___ Data supplied
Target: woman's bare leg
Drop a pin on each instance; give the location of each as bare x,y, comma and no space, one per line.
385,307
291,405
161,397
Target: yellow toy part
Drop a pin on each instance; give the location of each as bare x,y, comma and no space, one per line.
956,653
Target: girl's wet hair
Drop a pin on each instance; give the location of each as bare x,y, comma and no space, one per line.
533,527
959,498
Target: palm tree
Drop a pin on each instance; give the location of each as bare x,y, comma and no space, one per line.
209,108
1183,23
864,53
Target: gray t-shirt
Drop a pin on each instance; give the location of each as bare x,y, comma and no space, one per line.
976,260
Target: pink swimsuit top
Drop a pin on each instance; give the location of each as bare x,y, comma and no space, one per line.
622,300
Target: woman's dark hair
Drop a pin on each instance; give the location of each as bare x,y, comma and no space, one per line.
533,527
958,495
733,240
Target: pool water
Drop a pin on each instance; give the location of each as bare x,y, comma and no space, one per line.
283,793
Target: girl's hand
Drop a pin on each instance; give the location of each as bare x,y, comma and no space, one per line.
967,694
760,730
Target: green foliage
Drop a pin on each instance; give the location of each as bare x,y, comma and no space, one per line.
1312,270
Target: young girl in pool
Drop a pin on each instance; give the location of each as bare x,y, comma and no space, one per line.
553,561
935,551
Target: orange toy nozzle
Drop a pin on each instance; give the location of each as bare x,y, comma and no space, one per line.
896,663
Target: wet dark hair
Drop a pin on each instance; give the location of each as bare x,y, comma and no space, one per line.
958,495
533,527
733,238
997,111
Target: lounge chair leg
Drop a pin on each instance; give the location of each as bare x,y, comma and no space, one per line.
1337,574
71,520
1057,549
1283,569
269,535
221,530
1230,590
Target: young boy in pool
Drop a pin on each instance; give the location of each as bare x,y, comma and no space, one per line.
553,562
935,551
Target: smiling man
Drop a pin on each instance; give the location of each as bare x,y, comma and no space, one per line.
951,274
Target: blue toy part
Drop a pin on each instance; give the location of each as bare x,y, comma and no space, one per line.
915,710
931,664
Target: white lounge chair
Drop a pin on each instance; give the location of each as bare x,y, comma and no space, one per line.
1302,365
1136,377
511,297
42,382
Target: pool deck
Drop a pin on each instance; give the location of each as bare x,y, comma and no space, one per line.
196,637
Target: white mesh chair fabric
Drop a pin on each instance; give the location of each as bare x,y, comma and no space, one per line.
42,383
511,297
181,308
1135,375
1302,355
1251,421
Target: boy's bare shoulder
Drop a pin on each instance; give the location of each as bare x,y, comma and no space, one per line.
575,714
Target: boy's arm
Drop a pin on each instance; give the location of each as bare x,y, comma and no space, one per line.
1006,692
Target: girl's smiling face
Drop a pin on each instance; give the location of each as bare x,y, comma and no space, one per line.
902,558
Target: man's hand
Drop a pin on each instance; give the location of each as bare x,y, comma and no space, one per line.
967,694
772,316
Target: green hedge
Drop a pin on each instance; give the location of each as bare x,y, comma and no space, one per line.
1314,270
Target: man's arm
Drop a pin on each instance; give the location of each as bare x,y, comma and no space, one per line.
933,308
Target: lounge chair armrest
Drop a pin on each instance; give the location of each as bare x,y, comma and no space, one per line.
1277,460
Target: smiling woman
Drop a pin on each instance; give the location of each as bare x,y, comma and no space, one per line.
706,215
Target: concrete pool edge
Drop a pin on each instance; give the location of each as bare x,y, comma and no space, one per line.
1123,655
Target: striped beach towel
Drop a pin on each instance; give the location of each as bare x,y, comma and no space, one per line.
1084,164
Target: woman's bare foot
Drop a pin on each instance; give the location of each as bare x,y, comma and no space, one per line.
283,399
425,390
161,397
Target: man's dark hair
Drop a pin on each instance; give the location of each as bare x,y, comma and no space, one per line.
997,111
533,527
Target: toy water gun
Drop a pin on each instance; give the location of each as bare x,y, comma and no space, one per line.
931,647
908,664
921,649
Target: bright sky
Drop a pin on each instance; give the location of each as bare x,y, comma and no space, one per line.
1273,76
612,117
______
• **Given exercise**: Please set out as a numbered list every line of the entries from the one containing "Target: man's dark hair" through the last line above, both included, and leave out any blank lines.

• **Exercise answer**:
1. Target: man's dark hair
2. Drop a pin on each instance; give the location of each as bare x,y, comma and no space, one per line.
3. 997,111
4. 533,527
5. Target: toy water gun
6. Drop a pin on each instance; give the location of each as bare x,y, comma and no space, one per line.
7. 931,647
8. 908,664
9. 921,649
10. Target: bright sky
11. Drop a pin on each instance; give the location of each as bare x,y, comma and no space, one per line.
12. 1273,76
13. 612,117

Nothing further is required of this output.